> **Text passage**
Cell culture. The rat IEC-18 intestinal epithelial crypt cell line (CR-1589; ATCC, Manassas, VA) was grown as previously described (57). The cells were passed every 3–4 days with 0.05% trypsin and 0.53 mM EDTA. Experiments were performed 48 h postpassage when cells were approaching confluence. Cells were treated with butyrate (5–20 mM), propionate (5 mM), or the histone deacetylase inhibitor trichostatin A (0.1 or 0.03 µg/ml). For inhibitor studies, cells were pretreated with the p38 MAP kinase inhibitor SB203580 (10 µM in DMSO) or the MEK1 inhibitor PD98059 (50 µM in DMSO) for 2 h before treatment with SCFA.

Cell viability experiments. IEC-18 cells were plated and allowed to grow for 48 h as described before being exposed to butyrate at 5–20 mM for 24–72 h. At the indicated time-points, cells were examined by phase-contrast microscopy and photographed. For cell viability assays, floating cells and adherent cells were collected from control plates at 0 and 24 h and from plates treated with 5 mM butyrate for 24 h. Viability was determined by Trypan blue dye exclusion.

Confocal indirect immunofluorescence. Cells were grown on 18 x 18-mm glass coverslips in 6-well cell culture plates. Cells were treated with 5 mM butyrate for 24 h. Prior to fixation, cells were washed in K-PIPES buffer (pH 6.5; 80 mM K-PIPES, 5 mM EDTA, and 2 mM MgCl2). Using a pH shift method to preserve the three-dimensional structure of the cells, we carried out fixation in 3.75% formaldehyde K-PIPES buffer for 5 min at 37°C followed by 3.75% formaldehyde in NaBO4 buffer (pH 11.0, 100 mM NaBO4) for 10 min at room temperature. Following washes in PBS, cells were permeabilized in PBS-0.1% Triton X-100 for 5 min at room temperature. Coverslips were blocked in 1.5% goat serum in PBS for 30 min at room temperature and incubated overnight at 4°C with rabbit polyclonal antibody to Hsp25 (Stressgen Biotechnology, Victoria, BC, Canada) diluted 1:100 with PBS-1.5% (vol/vol) goat serum. Following washes in PBS, coverslips were incubated for 1 h at room temperature with a Cy3-conjugated goat anti-rabbit secondary antibody (Jackson Immunoresearch, West Grove, PA) diluted 1:5,000 in PBS. After washing, coverslips were mounted on glass slides using 1,4-diazabicyclo[2.2.2]octane (DABCO, Sigma Aldrich) and sealed. Localization of Hsp25 was analyzed using an Olympus Fluoview 200 laser-scanning confocal microscope equipped with a 633-nm HeNe laser at x40 magnification. Images were compiled from a Z-series consisting of 8 µm total thickness.

> **Supplied material**
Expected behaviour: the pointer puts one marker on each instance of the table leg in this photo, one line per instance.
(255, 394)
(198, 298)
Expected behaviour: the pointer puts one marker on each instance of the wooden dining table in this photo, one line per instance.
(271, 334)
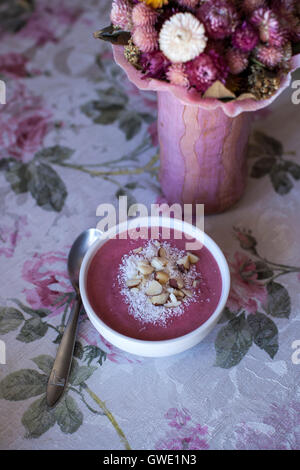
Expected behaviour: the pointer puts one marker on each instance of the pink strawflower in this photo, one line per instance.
(237, 61)
(142, 15)
(220, 64)
(189, 3)
(202, 72)
(245, 37)
(284, 5)
(176, 75)
(269, 27)
(120, 15)
(155, 64)
(145, 38)
(289, 22)
(250, 5)
(269, 55)
(219, 17)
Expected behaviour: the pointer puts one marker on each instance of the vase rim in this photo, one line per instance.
(231, 108)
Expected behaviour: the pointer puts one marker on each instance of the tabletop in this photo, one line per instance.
(74, 134)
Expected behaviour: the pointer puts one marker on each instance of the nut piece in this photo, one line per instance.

> **Required work**
Could you reproduce the part of the methods text above that opens with the words containing "Cell viability experiments." and closes with "blue dye exclusion.", copying it word for word?

> **Response area**
Cell viability experiments. IEC-18 cells were plated and allowed to grow for 48 h as described before being exposed to butyrate at 5–20 mM for 24–72 h. At the indicated time-points, cells were examined by phase-contrast microscopy and photographed. For cell viability assays, floating cells and adherent cells were collected from control plates at 0 and 24 h and from plates treated with 5 mM butyrate for 24 h. Viability was determined by Trypan blue dye exclusion.